GIVEN REQUEST 1
In the income-tax note below, restate the part starting with "2. The fifth" and going on through "program has not yet commenced.", substituting "three-year" for "four-year".
GIVEN REQUEST 2
Translate this sentence from the income-tax note below into Spanish: "The Company does not anticipate paying dividends in the foreseeable future."

AND ITS SUBSIDIARIES
NOTES TO CONSOLIDATED FINANCIAL STATEMENTS
--------------------------------------------------------------------------------
U.S. DOLLARS IN THOUSANDS
NOTE 11:- TAXES ON INCOME
a. Tax benefits under the Law for the Encouragement of Capital
Investments, 1959 (the "Law"):
Seven expansion programs of the Company have been granted "Approved
Enterprise" status under the Law. For these expansion programs, the
Company has elected the alternative benefits track, waiving grants in
return for tax exemptions. Pursuant thereto, the income of the Company
derived from the following "Approved Enterprise" expansion programs is
tax-exempt for the periods stated below and will be eligible for
reduced tax rates thereafter (such reduced tax rates are dependent on
the level of foreign investments in the Company), as described below.
1. The period of the benefits for the first program and its four
extensions has already ended as of December 31, 2006.
2. The fifth program entitles the Company to a tax exemption for a
four-year period ended December 31, 2000, and is subject to a
reduced tax rate of 25% for an additional period of six years.
The period of benefits for this program has not yet commenced.
3. In each of January 1998, November 1998 and November 2002, the
Company received approvals for other expansions of its "Approved
Enterprise" status, which entitles the Company to a two-year tax
exemption period for each expansion and to a reduced tax rate of
25% for an additional period of five to eight years. The period
of benefits for those expansions has not yet commenced.
The tax benefit periods provided by the fifth, sixth, seventh and
eighth programs end at the earlier of 12 years from the
commencement of production, or 14 years from receipt of the
approval. As the Company currently has no taxable income, these
benefits have not yet commenced.
The benefits available to an enterprise are conditional upon the
fulfillment of conditions stipulated in the Law and its
regulations and the criteria set forth in the specific letters of
approval. In the event that the Company does not meet these
conditions, it would be required to refund the amount of tax
benefits, with the addition of interest and linkage adjustment to
the Israeli Consumer Price Index ("CPI"). In the opinion of the
Company's management, the Company has been in full compliance
with the conditions of the above programs through December 31,
2006, and with respect to the first eight programs, has received
written confirmation to this effect from the Investment Center.
If dividends were to be distributed out of tax-exempt profits
deriving from an "Approved Enterprise", the Company would be
liable for corporate tax at a rate of 25%. The Company does not
anticipate paying dividends in the foreseeable future.
F - 29
MAGIC SOFTWARE ENTERPRISES LTD.
AND ITS SUBSIDIARIES
NOTES TO CONSOLIDATED FINANCIAL STATEMENTS
--------------------------------------------------------------------------------
U.S. DOLLARS IN THOUSANDS
NOTE 11:- TAXES ON INCOME (CONT.)
Income from sources other than the "Approved Enterprise" during
the benefit period will be subject to tax at the regular
corporate tax rate (see Note 11d below).

DATASET SECTION
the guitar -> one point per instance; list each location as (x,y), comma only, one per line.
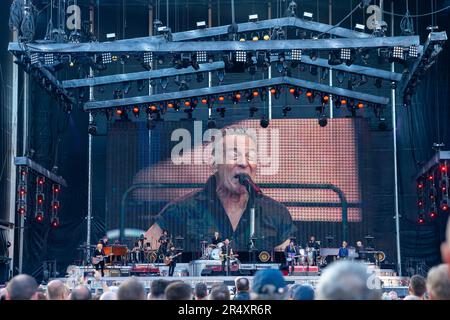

COMPLETE RESPONSE 1
2. The fifth program entitles the Company to a tax exemption for a
three-year period ended December 31, 2000, and is subject to a
reduced tax rate of 25% for an additional period of six years.
The period of benefits for this program has not yet commenced.

COMPLETE RESPONSE 2
La Compañía no prevé pagar dividendos en el futuro previsible.